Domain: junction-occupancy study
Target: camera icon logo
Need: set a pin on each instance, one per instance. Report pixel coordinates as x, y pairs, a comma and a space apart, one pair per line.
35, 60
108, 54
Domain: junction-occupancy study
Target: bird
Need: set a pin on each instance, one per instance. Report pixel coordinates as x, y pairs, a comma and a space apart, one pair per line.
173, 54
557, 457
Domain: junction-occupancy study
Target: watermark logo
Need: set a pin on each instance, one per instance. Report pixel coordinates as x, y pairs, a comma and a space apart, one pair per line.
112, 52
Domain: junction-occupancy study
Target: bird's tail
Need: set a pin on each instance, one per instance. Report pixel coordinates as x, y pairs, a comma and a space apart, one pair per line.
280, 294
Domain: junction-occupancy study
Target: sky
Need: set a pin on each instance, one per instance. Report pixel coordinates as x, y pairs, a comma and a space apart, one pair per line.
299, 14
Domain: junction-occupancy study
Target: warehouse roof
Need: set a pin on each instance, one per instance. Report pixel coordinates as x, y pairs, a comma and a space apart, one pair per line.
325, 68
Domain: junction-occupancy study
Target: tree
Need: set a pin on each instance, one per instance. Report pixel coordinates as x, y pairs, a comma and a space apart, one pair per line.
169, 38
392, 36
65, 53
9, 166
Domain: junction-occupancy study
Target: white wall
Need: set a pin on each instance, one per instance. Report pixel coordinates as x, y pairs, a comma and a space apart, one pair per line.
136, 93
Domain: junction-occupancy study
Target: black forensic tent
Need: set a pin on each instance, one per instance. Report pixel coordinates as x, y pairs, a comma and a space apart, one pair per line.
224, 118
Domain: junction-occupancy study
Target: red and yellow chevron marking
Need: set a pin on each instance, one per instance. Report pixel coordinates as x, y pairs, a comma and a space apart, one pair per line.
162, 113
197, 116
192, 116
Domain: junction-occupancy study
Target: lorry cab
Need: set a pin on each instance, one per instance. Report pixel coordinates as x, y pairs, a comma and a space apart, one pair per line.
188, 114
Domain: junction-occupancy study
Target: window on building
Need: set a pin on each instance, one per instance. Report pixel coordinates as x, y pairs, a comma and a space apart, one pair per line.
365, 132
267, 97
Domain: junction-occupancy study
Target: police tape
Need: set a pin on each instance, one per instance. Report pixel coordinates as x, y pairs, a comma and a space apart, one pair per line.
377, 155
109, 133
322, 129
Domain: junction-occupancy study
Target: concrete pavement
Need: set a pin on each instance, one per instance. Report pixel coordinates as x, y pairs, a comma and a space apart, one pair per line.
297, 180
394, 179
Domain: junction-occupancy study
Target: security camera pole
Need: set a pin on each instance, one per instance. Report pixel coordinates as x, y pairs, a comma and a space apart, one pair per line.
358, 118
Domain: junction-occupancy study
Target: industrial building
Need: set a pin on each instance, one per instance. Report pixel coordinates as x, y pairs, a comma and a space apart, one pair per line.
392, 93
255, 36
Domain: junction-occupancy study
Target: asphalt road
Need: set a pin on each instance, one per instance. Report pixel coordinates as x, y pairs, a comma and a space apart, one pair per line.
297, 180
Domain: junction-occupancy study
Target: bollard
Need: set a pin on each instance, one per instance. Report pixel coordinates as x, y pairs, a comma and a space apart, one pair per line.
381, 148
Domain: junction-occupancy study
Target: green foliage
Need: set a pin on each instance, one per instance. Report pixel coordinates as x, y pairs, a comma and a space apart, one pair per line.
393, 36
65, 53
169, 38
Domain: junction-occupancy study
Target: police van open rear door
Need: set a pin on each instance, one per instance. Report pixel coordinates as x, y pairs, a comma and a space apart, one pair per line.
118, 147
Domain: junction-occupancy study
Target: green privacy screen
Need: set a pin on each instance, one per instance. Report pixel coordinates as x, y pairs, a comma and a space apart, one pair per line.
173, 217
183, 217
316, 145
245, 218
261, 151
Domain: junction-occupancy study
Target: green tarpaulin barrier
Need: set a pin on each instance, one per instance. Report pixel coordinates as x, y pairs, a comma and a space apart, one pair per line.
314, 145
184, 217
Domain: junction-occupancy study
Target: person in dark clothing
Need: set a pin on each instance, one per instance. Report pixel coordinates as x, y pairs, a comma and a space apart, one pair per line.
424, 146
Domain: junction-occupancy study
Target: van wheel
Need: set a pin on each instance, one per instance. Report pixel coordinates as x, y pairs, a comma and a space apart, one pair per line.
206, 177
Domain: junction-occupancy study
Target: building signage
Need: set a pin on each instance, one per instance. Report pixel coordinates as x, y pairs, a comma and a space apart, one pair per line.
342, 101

--

■ Direction: Show the data once more, exactly as it was written.

■ Result of the task:
Domain: junction-occupancy study
Target: camera icon logo
Need: set a pin on each instance, one per instance. Report pixel coordinates as x, y pairs, a comma and a space apart, one pair per line.
35, 60
108, 54
Domain: junction-occupancy study
Target: bird
Need: set a pin on each instance, one per instance. Report pixel coordinates as x, y pairs, a comma and a space apart, one pair per line.
173, 54
557, 457
Domain: junction-occupancy study
Target: watermark logo
Need: set a pin on each instance, one per instance. Report pixel coordinates as x, y pairs, a comma and a space apart, one pair per line.
112, 52
Domain: junction-occupancy study
Target: bird's tail
Need: set a pin on each instance, one per instance. Report pixel coordinates as x, y pairs, a comma and a space apart, one pair per line.
280, 294
Domain: junction-occupancy study
Target: sky
Need: set a pin on each instance, one per instance. Report pixel coordinates as x, y pairs, a comma and a space apart, one pair per line.
299, 14
Domain: junction-occupancy study
Target: warehouse roof
Need: set a pin on each instance, one per instance. Report pixel coordinates as x, y pairs, a comma and a space apart, one pair per line.
325, 68
Domain: junction-occupancy study
Target: tree
Need: set a pin on each instance, one per instance. Report pixel coordinates as x, y pairs, a comma and a space apart, one pair per line.
169, 38
392, 36
65, 53
9, 166
Domain: junction-occupancy study
Target: white wall
Need: set a pin on each instance, one per instance. Report pixel coordinates as x, y pairs, a comma and a space apart, one pair per line.
136, 93
Domain: junction-occupancy study
Target: black forensic tent
Need: set a pin on each instance, one per instance. Report pixel coordinates as x, y pairs, a comma and a space apart, one pair per line.
224, 118
Domain: junction-occupancy study
Target: red and yellow chevron marking
Need: set a pin on each instance, one per instance. Report pixel coordinates as x, y pairs, a comma and a space apart, one pair per line.
162, 113
197, 116
192, 116
Domain: junction-occupancy study
Target: lorry cab
Need: set a pin on each instance, one per instance. Report pixel coordinates as x, y pairs, a comma and a space apart, one pair per line.
188, 114
Domain: junction-occupancy study
Target: window on building
Need: set a pin on each instance, one per instance. Report pixel coordinates as x, y pairs, a comma and a space apart, one pair per line.
365, 132
267, 97
Domain: junction-occupancy study
Target: police tape
Need: set a pin on each instance, one per instance. Report pixel coordinates as x, y pairs, a comma and a space apart, one pair per line.
377, 155
109, 133
322, 129
Domain: junction-occupancy study
Target: concrete pavement
Need: set a pin on each instance, one per instance. Report pixel coordinates as x, y pairs, a comma and a space apart, one pair per line.
297, 180
394, 179
Domain: junction-occupancy study
Target: security camera pole
Need: set a pin on each instance, one per instance. Report pixel coordinates as x, y pairs, a comma and a space apart, one pair per line.
358, 118
Domain: junction-occupancy study
Target: industrial building
Need: set a pin on each instance, one per instance. Report pixel coordinates as x, y pairs, a comma and a space apart, one pair per line.
392, 93
255, 36
Domain: junction-occupancy study
Target: asphalt road
Need: set a pin on each instance, one per instance. Report pixel coordinates as x, y pairs, a comma and a space apart, one pair per line.
297, 180
Domain: junction-occupancy study
Target: bollard
Need: set a pin on each instance, one per instance. Report pixel coordinates as x, y pairs, a comma and a space apart, one pair per line.
381, 148
Domain: junction-occupancy study
Target: green foliage
Need: set a pin on each instance, one per instance. Report pixel coordinates as x, y pairs, a comma and a space apart, one pair per line.
393, 36
65, 53
169, 38
Domain: junction-occupancy study
Target: police van open rear door
Need: set a pin on each instance, one per instance. Report pixel coordinates as x, y pairs, a comma and a space apart, one pair per line.
118, 147
Domain: junction-occupancy study
Target: green privacy screen
Need: set a pin on each instance, one per instance. Report pixel coordinates as x, y pairs, a comma and a space apart, one pair per line.
173, 217
183, 217
316, 145
245, 218
261, 151
Domain: junction-occupancy study
Target: green tarpaulin barrier
Need: set a pin on each instance, one per instance. Report pixel coordinates as x, y pairs, a comma and a space apart, one pair per line.
314, 145
184, 217
Domain: junction-occupancy study
Target: person in dark clothing
Need: set a pin on each instance, one per instance. Report pixel coordinates as x, y pairs, a comma and a space apart, one pair per line.
424, 146
Domain: junction-occupancy study
Target: van wheel
Need: set a pin on each instance, one per instance. Report pixel coordinates as x, y pairs, a comma and a space apart, one pair per line.
206, 177
Domain: junction-occupancy study
Target: building signage
Need: set a pin on each instance, one per instance. Report pixel coordinates as x, y pairs, a comma and a space apart, one pair per line.
342, 101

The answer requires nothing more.